● Your assignment: Make a tally of the lines in the records that include the string "below", and give only that number.

[[ Records supplied, beginning ]]

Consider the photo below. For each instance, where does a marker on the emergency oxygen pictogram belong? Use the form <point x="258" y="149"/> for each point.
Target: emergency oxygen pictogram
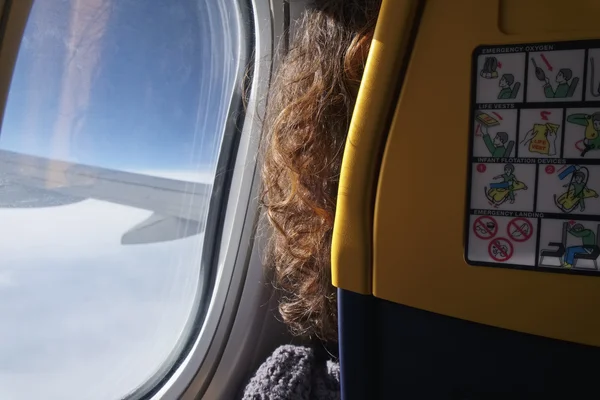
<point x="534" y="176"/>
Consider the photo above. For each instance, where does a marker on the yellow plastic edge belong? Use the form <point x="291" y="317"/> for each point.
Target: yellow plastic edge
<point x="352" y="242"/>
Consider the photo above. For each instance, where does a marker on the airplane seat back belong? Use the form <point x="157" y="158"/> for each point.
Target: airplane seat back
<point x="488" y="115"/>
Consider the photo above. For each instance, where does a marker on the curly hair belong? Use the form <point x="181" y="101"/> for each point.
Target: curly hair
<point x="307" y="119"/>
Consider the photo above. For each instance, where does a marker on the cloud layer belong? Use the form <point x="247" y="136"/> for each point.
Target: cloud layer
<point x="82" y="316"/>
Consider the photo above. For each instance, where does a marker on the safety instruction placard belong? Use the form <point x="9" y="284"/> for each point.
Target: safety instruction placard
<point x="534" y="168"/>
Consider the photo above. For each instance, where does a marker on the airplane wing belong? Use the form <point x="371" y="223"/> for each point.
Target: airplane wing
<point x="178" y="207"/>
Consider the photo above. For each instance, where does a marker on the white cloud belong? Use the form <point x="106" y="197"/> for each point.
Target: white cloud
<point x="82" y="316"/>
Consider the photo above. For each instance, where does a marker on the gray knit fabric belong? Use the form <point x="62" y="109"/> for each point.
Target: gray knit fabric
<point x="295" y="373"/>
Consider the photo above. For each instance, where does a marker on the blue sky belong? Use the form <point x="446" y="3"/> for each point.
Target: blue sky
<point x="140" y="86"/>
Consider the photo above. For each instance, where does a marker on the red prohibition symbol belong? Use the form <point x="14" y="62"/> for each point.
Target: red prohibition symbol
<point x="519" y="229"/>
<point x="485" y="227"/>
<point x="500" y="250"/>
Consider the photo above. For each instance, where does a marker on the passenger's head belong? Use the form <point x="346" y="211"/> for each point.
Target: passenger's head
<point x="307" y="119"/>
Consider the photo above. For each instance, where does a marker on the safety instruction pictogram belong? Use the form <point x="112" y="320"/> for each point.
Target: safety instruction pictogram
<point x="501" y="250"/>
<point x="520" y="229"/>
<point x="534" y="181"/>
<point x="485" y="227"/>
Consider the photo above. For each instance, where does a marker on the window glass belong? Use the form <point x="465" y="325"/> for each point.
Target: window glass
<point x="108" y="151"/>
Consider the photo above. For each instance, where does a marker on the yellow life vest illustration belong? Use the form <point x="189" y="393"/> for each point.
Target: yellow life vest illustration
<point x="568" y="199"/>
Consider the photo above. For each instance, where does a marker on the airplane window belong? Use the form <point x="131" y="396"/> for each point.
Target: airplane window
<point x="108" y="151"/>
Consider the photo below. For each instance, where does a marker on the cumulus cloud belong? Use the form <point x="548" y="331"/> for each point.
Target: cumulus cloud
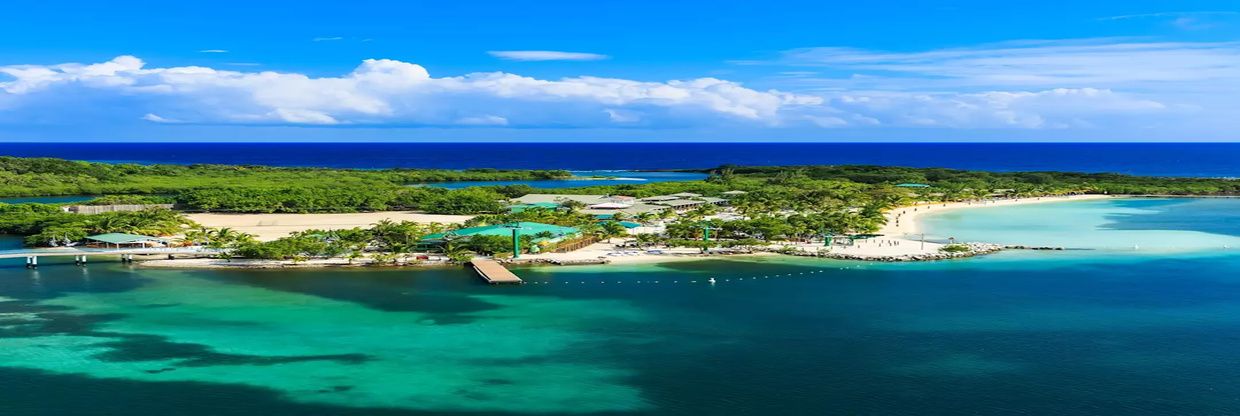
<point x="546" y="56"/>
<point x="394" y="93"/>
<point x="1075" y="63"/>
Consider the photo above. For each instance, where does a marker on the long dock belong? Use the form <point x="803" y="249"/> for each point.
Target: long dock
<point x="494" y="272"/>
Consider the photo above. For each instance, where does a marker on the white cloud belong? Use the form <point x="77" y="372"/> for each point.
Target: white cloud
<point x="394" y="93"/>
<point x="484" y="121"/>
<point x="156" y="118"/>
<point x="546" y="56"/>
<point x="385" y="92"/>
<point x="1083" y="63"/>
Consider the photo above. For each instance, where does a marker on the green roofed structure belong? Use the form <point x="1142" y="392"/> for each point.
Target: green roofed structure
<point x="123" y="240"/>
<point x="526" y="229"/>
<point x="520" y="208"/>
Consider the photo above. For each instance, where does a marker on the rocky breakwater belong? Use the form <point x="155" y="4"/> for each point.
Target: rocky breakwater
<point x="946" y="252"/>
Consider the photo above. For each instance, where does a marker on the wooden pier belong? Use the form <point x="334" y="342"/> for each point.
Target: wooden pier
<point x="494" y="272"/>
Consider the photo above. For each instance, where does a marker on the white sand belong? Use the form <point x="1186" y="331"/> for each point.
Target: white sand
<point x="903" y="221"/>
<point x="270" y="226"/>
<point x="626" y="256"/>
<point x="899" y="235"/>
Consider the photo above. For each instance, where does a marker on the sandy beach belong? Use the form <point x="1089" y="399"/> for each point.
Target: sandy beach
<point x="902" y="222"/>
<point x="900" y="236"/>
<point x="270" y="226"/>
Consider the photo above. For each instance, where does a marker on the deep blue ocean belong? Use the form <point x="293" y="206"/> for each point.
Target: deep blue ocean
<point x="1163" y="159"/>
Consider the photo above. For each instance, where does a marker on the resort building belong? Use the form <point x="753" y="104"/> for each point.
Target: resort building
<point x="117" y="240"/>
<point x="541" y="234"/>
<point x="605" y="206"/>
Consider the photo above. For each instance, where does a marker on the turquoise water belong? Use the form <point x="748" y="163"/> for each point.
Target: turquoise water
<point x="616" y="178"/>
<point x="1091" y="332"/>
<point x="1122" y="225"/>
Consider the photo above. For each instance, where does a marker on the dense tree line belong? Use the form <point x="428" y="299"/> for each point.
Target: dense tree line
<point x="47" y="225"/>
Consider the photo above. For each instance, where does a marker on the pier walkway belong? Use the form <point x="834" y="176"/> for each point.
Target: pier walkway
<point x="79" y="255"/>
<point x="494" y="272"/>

[[ Records supplied, end ]]

● Solution for this task: 2